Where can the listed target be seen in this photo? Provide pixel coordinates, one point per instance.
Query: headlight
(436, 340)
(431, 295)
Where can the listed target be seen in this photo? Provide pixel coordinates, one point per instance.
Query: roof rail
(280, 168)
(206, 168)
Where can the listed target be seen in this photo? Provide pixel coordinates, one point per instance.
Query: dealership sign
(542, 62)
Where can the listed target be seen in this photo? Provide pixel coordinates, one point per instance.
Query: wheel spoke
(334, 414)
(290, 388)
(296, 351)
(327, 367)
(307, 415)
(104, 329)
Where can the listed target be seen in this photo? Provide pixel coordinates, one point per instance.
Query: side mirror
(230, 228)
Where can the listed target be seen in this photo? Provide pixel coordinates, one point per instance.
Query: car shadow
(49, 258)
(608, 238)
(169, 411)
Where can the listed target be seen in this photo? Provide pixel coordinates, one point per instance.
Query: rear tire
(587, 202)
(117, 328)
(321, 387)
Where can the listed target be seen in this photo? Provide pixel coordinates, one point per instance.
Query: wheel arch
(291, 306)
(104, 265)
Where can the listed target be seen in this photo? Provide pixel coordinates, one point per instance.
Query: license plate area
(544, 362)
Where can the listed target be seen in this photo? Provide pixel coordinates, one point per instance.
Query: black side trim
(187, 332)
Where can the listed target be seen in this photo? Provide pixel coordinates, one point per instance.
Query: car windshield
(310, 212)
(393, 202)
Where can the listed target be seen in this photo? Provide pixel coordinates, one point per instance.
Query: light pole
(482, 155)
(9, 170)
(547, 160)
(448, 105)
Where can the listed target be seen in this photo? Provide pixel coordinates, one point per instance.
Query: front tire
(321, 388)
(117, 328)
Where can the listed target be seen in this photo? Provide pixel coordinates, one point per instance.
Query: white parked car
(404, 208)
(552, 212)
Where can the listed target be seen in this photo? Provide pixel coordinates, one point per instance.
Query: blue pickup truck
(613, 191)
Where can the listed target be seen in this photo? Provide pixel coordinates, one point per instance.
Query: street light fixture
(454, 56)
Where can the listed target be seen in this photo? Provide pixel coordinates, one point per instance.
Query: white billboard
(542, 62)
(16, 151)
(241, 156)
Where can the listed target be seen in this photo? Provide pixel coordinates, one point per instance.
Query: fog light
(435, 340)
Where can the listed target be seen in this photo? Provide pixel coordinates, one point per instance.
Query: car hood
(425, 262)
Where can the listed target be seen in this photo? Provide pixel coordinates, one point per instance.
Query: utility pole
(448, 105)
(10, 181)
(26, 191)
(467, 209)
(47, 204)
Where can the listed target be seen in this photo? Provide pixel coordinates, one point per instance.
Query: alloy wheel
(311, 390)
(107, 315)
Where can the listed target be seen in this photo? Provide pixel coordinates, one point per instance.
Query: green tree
——————————
• Exercise description
Copy each line of the data exactly, please.

• Response area
Where can the listed target be seen in this photo? Provide pixel coordinates, one point per instance.
Query: headlight
(436, 340)
(431, 295)
Where can the listed target be seen in this photo? Provide pixel coordinates, one point per instance.
Query: roof rail
(280, 168)
(206, 168)
Where can the listed target be seen in this photo? Provide pixel coordinates, one point per instance.
Query: dealership sign
(542, 62)
Where can the listed target be seen in this photo? Provide pixel coordinates, one point per instance.
Query: wheel spoke
(334, 414)
(290, 388)
(296, 351)
(327, 367)
(307, 415)
(104, 329)
Where can the listed target be seen in this photo? Provide pixel coordinates, one point per instance.
Query: side mirror
(230, 228)
Where can the listed target be seen in this photo? Provide pixel coordinates, one point per instance.
Query: car shadow
(49, 258)
(608, 238)
(169, 411)
Where can the listed target be seen in this photo? Provide pixel coordinates, one point per instance.
Query: rear tire
(587, 202)
(117, 328)
(321, 387)
Where can the listed target be seen in this photo? Provide pixel coordinates, one point per instance.
Query: wheel arch
(291, 306)
(104, 265)
Where can the listed target be seen in this photo? Provide pixel coordinates, one point per instance.
Query: license plate area
(544, 362)
Where can the listed target be seen in this photo? Provide pixel coordinates, one point per instance.
Query: black side trim
(187, 332)
Where can the listed target be seen in this photo? Provide pixel coordinates, one point per instance.
Query: car windshield
(310, 212)
(393, 202)
Where can the listed target be seen in this photo? Provide pixel coordinates, one point per instance.
Query: light pole
(482, 155)
(9, 170)
(547, 160)
(448, 105)
Where can the listed target be seen in this photo? Provide pixel coordinates, one point per instance.
Query: front tire
(321, 388)
(117, 328)
Where can the listed target be seen in this photo? Provide pixel coordinates, one point per instance.
Query: white parked car
(404, 208)
(552, 212)
Where can the listed target be seen in this photo? Provide pixel coordinates, one point per instance.
Query: blue pickup truck
(613, 191)
Where can the listed target be seen in this photo? Provide pixel coordinates, one point per instance.
Query: street light fixture
(454, 56)
Where can the listed target be seen in this photo? Provide pixel coordinates, one point per instance.
Query: white billboard
(542, 62)
(16, 151)
(241, 156)
Where can the listed target be seen in this photo? Provide pixel coordinates, one point per instance.
Query: fog light
(435, 340)
Where can the listed target be seen in this photo? Provide pixel coordinates, one point per instance.
Query: car hood
(425, 262)
Where can the listed target be seen in this photo? Provide pixel coordinates, one point per instance.
Query: utility pole
(448, 105)
(10, 181)
(26, 191)
(467, 209)
(47, 204)
Where can the listed target be seen in this photo? Provide pixel coordinates, one point per instance.
Query: alloy wheel
(311, 390)
(107, 315)
Where can the listed target be seen in this photo? Provide pixel coordinates, one point per instance.
Query: green tree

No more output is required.